-- Text section --
Rank an author's papers by citation count, highest first. The h-index is the highest number h such that the top h papers each have at least h citations. If a researcher has 10 papers with at least 10 citations each, but the 11th has fewer than 11, their h-index is 10. The measure balances quantity (number of papers) against impact (citations per paper) in one figure.

Where it came from

The physicist Jorge E. Hirsch proposed the index in a 2005 paper in PNAS, as a way to characterise an individual's scientific output more robustly than raw paper or citation counts. It was quickly adopted by citation databases and has become one of the most widely cited author-level metrics.

Why it is database-dependent

The h-index is only as complete as the citations the underlying database has indexed. The same researcher typically has a higher h-index in Google Scholar — which indexes preprints, theses, and grey literature — than in the more selective Scopus or Web of Science. Always state which source an h-index came from, because values are not directly comparable across databases.

Known limitations

The h-index favours long careers (it can only ever grow), ignores author position and contribution, is insensitive to a few exceptionally highly-cited papers, and is not comparable across disciplines with different citation cultures. DORA and CoARA caution against using it as a proxy for the quality of a researcher's work, and the Leiden Manifesto urges responsible, context-aware use of such indicators.

-- Supplied information --
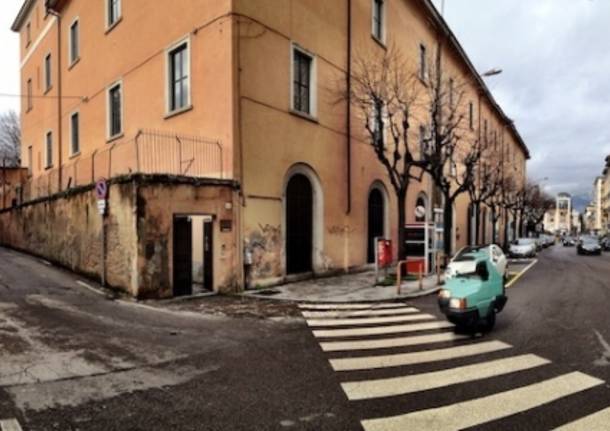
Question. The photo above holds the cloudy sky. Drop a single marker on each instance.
(556, 82)
(555, 55)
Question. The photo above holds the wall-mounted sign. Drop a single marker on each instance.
(226, 225)
(101, 189)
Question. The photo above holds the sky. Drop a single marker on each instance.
(9, 47)
(555, 57)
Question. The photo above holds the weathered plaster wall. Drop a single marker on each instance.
(157, 204)
(66, 229)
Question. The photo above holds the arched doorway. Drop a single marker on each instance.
(376, 222)
(299, 224)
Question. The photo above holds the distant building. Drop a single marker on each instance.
(560, 219)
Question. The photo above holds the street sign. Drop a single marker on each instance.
(101, 189)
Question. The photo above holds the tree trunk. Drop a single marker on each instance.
(402, 218)
(447, 227)
(477, 222)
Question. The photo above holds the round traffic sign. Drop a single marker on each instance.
(101, 188)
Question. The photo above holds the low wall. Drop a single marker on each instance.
(66, 229)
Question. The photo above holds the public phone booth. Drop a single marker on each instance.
(423, 240)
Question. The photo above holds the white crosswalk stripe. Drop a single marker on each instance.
(356, 313)
(386, 343)
(380, 330)
(10, 425)
(478, 411)
(475, 368)
(599, 421)
(372, 306)
(402, 359)
(369, 320)
(438, 379)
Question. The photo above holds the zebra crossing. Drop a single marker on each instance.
(378, 351)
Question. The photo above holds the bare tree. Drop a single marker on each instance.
(449, 152)
(10, 139)
(384, 91)
(536, 203)
(487, 186)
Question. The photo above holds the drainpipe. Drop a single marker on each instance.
(57, 15)
(349, 107)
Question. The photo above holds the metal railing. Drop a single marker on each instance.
(148, 152)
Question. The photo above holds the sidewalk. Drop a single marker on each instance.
(345, 288)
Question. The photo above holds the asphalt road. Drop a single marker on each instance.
(71, 359)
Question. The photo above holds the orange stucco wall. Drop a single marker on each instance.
(241, 96)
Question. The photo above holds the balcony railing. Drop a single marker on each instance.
(148, 152)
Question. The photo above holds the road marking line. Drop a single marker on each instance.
(91, 288)
(10, 425)
(380, 330)
(595, 422)
(368, 389)
(478, 411)
(381, 312)
(354, 306)
(369, 320)
(518, 276)
(401, 359)
(336, 346)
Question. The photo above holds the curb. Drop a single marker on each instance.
(412, 295)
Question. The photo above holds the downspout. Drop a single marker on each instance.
(57, 15)
(348, 122)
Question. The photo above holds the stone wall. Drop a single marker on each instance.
(66, 229)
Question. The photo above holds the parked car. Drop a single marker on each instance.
(589, 245)
(461, 262)
(547, 240)
(472, 298)
(523, 247)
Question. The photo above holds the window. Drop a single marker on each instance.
(115, 110)
(74, 134)
(47, 73)
(451, 84)
(423, 147)
(74, 48)
(113, 12)
(379, 19)
(423, 67)
(28, 90)
(28, 34)
(379, 126)
(49, 150)
(179, 77)
(303, 82)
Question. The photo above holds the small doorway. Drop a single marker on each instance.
(299, 225)
(183, 256)
(193, 254)
(376, 228)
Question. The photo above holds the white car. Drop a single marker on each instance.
(464, 260)
(523, 247)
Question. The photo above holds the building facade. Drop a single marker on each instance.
(245, 92)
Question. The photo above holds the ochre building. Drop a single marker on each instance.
(220, 129)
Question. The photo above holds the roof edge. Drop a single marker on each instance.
(22, 14)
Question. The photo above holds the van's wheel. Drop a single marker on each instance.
(490, 320)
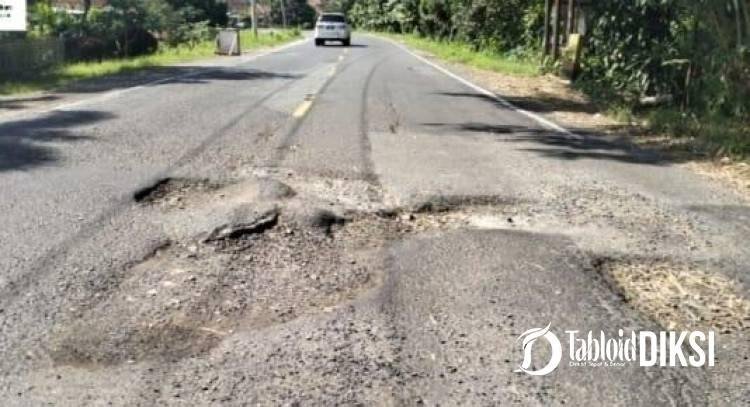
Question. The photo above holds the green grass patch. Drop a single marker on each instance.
(715, 135)
(77, 71)
(459, 52)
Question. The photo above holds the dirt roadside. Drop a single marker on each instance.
(554, 99)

-- Work to be completed --
According to the h-index text above, which physicist proposed the index?

-- Response below --
Jorge E. Hirsch.